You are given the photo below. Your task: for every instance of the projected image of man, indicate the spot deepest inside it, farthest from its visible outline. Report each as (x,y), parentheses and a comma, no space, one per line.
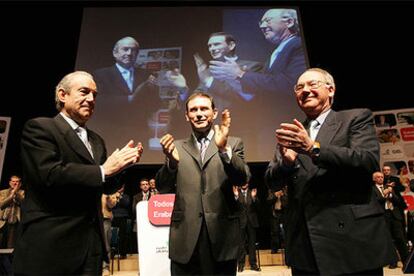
(129,96)
(226,93)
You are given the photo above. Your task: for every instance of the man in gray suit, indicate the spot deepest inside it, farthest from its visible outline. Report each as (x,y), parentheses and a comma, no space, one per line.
(335,225)
(204,234)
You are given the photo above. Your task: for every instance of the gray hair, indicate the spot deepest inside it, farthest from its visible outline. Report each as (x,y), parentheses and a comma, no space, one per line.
(116,46)
(66,84)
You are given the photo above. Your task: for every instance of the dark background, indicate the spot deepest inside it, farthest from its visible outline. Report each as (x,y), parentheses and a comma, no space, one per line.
(365,45)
○ ○ ○ ○
> _EXERCISE DESCRIPTION_:
Copy out the records word for word, starting with the line that contains "of the gray" and going on through the last line of the records.

> _SOLUTION TO THE PROBLEM_:
You are given the photo above. Your task: for every instance of the gray hair, indicate the spot deepest inside it, farthest from its visible outline. Report each as (x,y), parentheses and a comma, no space, one per line.
(116,46)
(66,84)
You are given the photo above. Your task: for every instance of the dark background, indicate the spot deepest inside it, farthest from its visible outline. Report each as (x,y), parentheses and a comma, no space, one per line.
(365,45)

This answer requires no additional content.